→ **PROBLEM REQUIREMENTS**:
Please list every person named in the article below about the Country Cares radiothon.

→ **EXCERPT**:
Home > Archive > Mar 27, 2008
Country Cares, So Do St. George Residents

KONY Country announcers Marty Lane (left) and Carl Lamar (right) were among those raising funds during the annual Country Cares for St. Jude Kids, Feb. 21-22.
Photo By: courtesy of Canyon Media Broadcasting
By Cami Cox
Staff Writer
Local country music station KONY (99.9 on the FM radio dial) opened its airwaves and phone lines to aid the St. Jude Children's Research Hospital on Feb. 21 and 22, and local listeners can still pledge their support to the cause.
For the ninth annual year, KONY participated in Country Cares for St. Jude Kids, a nationwide yearly effort to raise money for St. Jude Children's Research Hospital, the nation's third-largest charitable health care facility. Country Cares raised nearly $30 million nationally last year for St. Jude, and this year, local KONY listeners pledged more than $49,000 to the cause during the station's two-day radiothon.
“We're just a small part, and our listeners are great people, and they recognize the need to fund that research,” Canyon Media general manager and KONY radio announcer Carl Lamar said.
Lamar was among the many who put in time and effort to make the call-in event a success this year. Many volunteers outside of Canyon Media and KONY also volunteered, answering phones and taking pledges from 6 a.m. to 7 p.m. in support of St. Jude.

→ **GIVEN DATA**:
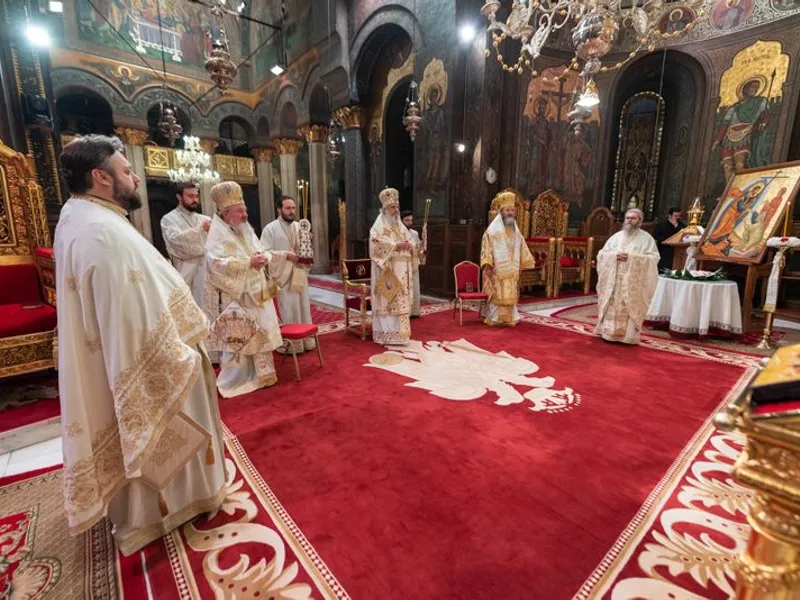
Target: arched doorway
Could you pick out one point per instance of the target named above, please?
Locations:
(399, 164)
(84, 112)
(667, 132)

--

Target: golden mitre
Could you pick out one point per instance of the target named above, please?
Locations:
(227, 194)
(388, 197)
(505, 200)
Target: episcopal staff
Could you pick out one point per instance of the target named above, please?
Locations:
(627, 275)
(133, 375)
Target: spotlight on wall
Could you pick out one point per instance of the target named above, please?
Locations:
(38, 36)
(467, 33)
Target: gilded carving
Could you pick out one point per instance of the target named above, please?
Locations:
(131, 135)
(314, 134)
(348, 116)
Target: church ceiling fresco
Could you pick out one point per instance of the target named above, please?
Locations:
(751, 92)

→ **ANSWER BELOW**:
Marty Lane, Carl Lamar, Cami Cox